* **WHAT TO DO**
Write out each of the following rows word for word, leaving nothing out and changing nothing.

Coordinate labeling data
# # # #
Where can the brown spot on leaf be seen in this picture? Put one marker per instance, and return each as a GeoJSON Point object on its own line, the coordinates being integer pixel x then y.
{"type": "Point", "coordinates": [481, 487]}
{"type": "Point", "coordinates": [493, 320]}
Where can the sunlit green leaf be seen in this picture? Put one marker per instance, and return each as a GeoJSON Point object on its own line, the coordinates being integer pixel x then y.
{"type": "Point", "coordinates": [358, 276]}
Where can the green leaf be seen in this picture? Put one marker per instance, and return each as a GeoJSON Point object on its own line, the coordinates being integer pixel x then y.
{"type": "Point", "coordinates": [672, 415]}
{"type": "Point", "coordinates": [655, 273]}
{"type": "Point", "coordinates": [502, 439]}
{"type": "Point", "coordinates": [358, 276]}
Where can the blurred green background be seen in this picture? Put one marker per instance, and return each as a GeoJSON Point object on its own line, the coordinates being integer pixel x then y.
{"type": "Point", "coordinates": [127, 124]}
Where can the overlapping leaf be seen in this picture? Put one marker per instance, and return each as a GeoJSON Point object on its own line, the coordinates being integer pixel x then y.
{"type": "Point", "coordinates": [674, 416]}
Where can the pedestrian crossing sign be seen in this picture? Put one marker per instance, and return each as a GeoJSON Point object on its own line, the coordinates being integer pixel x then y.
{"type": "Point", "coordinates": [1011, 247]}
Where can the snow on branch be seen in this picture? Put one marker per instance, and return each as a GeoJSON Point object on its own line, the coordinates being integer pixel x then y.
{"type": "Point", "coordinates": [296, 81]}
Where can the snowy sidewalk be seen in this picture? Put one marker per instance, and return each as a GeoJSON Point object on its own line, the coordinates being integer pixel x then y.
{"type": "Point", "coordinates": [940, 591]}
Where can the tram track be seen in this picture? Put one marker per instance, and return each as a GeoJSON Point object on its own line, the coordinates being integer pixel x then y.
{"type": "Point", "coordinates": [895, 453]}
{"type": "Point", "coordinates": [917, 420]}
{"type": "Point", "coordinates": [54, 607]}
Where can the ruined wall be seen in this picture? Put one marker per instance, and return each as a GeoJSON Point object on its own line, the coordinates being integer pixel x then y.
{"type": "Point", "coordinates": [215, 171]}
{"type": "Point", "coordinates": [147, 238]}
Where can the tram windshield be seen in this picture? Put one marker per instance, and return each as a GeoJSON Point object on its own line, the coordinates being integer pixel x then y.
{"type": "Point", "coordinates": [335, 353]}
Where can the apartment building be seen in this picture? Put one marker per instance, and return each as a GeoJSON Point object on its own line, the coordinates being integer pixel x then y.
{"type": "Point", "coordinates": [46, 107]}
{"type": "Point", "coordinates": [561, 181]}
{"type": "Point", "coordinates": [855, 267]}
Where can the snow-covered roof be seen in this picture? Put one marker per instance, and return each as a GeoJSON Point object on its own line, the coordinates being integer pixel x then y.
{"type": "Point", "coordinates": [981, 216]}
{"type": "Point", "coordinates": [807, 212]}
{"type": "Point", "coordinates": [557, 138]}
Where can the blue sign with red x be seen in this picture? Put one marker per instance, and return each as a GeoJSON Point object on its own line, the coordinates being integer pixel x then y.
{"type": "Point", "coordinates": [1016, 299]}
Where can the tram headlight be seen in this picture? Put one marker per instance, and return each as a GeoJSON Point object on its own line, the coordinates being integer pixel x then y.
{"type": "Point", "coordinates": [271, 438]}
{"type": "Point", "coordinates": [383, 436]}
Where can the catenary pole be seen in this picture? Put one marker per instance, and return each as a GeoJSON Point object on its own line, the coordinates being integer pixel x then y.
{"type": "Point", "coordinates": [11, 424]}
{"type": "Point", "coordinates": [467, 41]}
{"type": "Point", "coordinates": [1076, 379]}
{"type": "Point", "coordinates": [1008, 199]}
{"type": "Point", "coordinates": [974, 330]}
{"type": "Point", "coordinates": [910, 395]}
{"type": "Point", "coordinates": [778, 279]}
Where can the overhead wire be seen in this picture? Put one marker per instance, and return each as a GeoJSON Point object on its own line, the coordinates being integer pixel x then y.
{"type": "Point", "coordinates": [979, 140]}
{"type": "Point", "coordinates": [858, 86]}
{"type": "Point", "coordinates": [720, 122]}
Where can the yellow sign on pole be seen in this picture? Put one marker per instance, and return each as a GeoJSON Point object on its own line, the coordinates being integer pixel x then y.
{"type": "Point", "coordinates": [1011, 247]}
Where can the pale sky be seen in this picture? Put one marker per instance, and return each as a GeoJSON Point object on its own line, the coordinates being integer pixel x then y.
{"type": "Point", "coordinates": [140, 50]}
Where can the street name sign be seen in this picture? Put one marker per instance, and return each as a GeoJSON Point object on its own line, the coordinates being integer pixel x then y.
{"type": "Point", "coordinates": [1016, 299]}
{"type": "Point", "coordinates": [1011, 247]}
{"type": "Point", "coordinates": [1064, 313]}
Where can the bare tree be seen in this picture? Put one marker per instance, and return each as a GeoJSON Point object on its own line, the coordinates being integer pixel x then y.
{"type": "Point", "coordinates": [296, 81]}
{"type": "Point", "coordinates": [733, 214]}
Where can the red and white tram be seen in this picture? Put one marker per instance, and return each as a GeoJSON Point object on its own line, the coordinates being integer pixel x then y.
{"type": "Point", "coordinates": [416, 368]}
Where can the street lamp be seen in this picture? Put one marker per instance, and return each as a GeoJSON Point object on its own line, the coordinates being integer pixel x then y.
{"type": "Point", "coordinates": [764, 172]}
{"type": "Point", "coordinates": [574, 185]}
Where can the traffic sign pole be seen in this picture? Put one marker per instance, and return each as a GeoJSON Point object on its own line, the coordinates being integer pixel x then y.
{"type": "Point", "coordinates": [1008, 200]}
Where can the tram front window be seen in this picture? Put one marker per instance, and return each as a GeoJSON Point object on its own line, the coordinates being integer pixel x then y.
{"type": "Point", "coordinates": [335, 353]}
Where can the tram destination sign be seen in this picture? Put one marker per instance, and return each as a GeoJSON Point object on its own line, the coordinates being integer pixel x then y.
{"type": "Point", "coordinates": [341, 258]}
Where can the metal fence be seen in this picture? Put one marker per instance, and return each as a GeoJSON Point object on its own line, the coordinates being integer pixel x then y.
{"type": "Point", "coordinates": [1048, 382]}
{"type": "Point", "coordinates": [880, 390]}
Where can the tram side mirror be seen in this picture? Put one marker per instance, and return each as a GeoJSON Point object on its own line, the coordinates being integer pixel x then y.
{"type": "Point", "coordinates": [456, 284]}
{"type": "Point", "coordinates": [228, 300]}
# # # #
* **WRITTEN ANSWER**
Where can the brown spot on leaf be seen in this picture? Put one marker per instance, and return each as a GeoJSON Point object on its own line, the coordinates being integer pixel x then y.
{"type": "Point", "coordinates": [481, 487]}
{"type": "Point", "coordinates": [493, 320]}
Where can the sunlit green leaf be seen in this picture? Put one marker per instance, and return each as a GeoJSON Point object on its own line, the coordinates being integer pixel x then y.
{"type": "Point", "coordinates": [358, 276]}
Where can the green leaf be seen in this picture? Put one marker per instance, and return each as a GeoJSON Point object on its own line, the coordinates being integer pixel x then y.
{"type": "Point", "coordinates": [672, 415]}
{"type": "Point", "coordinates": [655, 273]}
{"type": "Point", "coordinates": [502, 439]}
{"type": "Point", "coordinates": [358, 276]}
Where can the blurred green background be seen in this picture? Put one marker per instance, and return each as a GeoJSON Point object on its own line, the coordinates being integer pixel x then y.
{"type": "Point", "coordinates": [127, 124]}
Where can the overlapping leaf be seen in this picture? Put one marker per instance, and return each as a GeoJSON Point object on its own line, the coordinates being integer pixel x then y.
{"type": "Point", "coordinates": [674, 416]}
Where can the pedestrian crossing sign be seen in this picture? Put one marker per instance, and return each as a GeoJSON Point object on its own line, the coordinates being integer pixel x then y.
{"type": "Point", "coordinates": [1011, 247]}
Where can the snow on branch be seen in this picture? Put one marker per instance, and return each as a GeoJSON Point object on its own line, the coordinates being integer pixel x then y.
{"type": "Point", "coordinates": [296, 81]}
Where can the snowy sidewalk be seen in this picture? Put one marker per instance, and return each as a GeoJSON Point object on its own line, the coordinates being integer pixel x then y.
{"type": "Point", "coordinates": [940, 591]}
Where can the tram track be seen in this picture? Put one marker per instance, and return each as a GeoJSON Point object on its own line, the coordinates being integer pixel x then y.
{"type": "Point", "coordinates": [895, 453]}
{"type": "Point", "coordinates": [917, 420]}
{"type": "Point", "coordinates": [54, 607]}
Where can the ruined wall be seen in this picture? Put one marker per instance, and return each as a GeoJSON Point object on its own line, the coordinates being integer pixel x then y.
{"type": "Point", "coordinates": [215, 171]}
{"type": "Point", "coordinates": [147, 238]}
Where can the tram windshield be seen in this picture? Put one marker per instance, and return each as a GeoJSON Point object on its own line, the coordinates being integer pixel x then y.
{"type": "Point", "coordinates": [335, 353]}
Where can the apartment building be seen in this picture? Put one marker per instance, and return each as a GeoJSON Point object on its own line, the coordinates being integer pixel x then y.
{"type": "Point", "coordinates": [46, 107]}
{"type": "Point", "coordinates": [561, 181]}
{"type": "Point", "coordinates": [855, 267]}
Where can the snow-covered roof be seen in this picture? Put one marker per instance, and return each as a GeoJSON Point object on its own line, the coordinates being integer pixel x then y.
{"type": "Point", "coordinates": [981, 216]}
{"type": "Point", "coordinates": [807, 212]}
{"type": "Point", "coordinates": [557, 138]}
Where can the blue sign with red x be seen in this picture? Put one marker per instance, and return each as a GeoJSON Point object on its own line, the coordinates being integer pixel x then y.
{"type": "Point", "coordinates": [1016, 299]}
Where can the tram headlight be seen in this picture? Put one marker per instance, and return each as a GeoJSON Point object on its own line, the coordinates being integer pixel x then y.
{"type": "Point", "coordinates": [271, 438]}
{"type": "Point", "coordinates": [383, 436]}
Where can the catenary pole be seen in this picture? Put one marker per instance, and return each as a GeoJSON Point object on its own line, the coordinates being integer pixel x then y.
{"type": "Point", "coordinates": [11, 424]}
{"type": "Point", "coordinates": [467, 41]}
{"type": "Point", "coordinates": [1076, 379]}
{"type": "Point", "coordinates": [1008, 199]}
{"type": "Point", "coordinates": [974, 330]}
{"type": "Point", "coordinates": [910, 395]}
{"type": "Point", "coordinates": [778, 279]}
Where can the overhead wire be seen in this picture? Put one marker per instance, and return each as a GeoJSON Point object on its own line, the coordinates being integer pixel x then y.
{"type": "Point", "coordinates": [979, 140]}
{"type": "Point", "coordinates": [858, 86]}
{"type": "Point", "coordinates": [720, 122]}
Where can the yellow sign on pole be seen in this picture? Put one marker per instance, and return each as a GeoJSON Point object on its own line, the coordinates being integer pixel x then y.
{"type": "Point", "coordinates": [1011, 247]}
Where can the pale sky be seen in this picture? Put one marker per instance, and return each as a GeoJSON Point object on its own line, the coordinates being integer pixel x then y.
{"type": "Point", "coordinates": [140, 50]}
Where can the street name sign be seen in this picture? Put one marker per instance, and return each as a GeoJSON Point object on its own line, the coordinates being integer pixel x then y.
{"type": "Point", "coordinates": [1016, 299]}
{"type": "Point", "coordinates": [1011, 247]}
{"type": "Point", "coordinates": [1064, 313]}
Where can the bare tree be seen in this picture? Put one marker per instance, and return each as a GeoJSON Point object on its own line, the coordinates being integer pixel x then y.
{"type": "Point", "coordinates": [296, 81]}
{"type": "Point", "coordinates": [733, 214]}
Where can the red and white tram be seen in this picture? Put one marker per instance, and return each as a GeoJSON Point object on its own line, the coordinates being integer pixel x then y.
{"type": "Point", "coordinates": [416, 368]}
Where can the street lamp be seen in this picture? Put one marker per instance, and return each as a GeoJSON Point object on its own line, the coordinates being integer pixel x then y.
{"type": "Point", "coordinates": [764, 172]}
{"type": "Point", "coordinates": [574, 185]}
Where can the traffic sign pole be seen in this picture? Put one marker per instance, and return each as a GeoJSON Point object on its own line, the coordinates being integer pixel x then y.
{"type": "Point", "coordinates": [1008, 200]}
Where can the tram front window be seen in this picture? Put one marker per instance, and return each as a GeoJSON Point object on its own line, the coordinates being integer pixel x then y.
{"type": "Point", "coordinates": [335, 353]}
Where can the tram destination sign be seen in this picture? Put one marker per instance, and return each as a GeoJSON Point object on its own line, the coordinates being integer pixel x then y.
{"type": "Point", "coordinates": [341, 258]}
Where can the metal fence be seen in this picture? Put one marker per instance, and return each as a GeoJSON Point object on its own line, the coordinates being integer pixel x then y.
{"type": "Point", "coordinates": [1048, 382]}
{"type": "Point", "coordinates": [880, 390]}
Where can the tram side mirror be seen in this picture? Put one marker per instance, and return each as a GeoJSON Point object on its own line, the coordinates being integer pixel x then y.
{"type": "Point", "coordinates": [456, 284]}
{"type": "Point", "coordinates": [228, 300]}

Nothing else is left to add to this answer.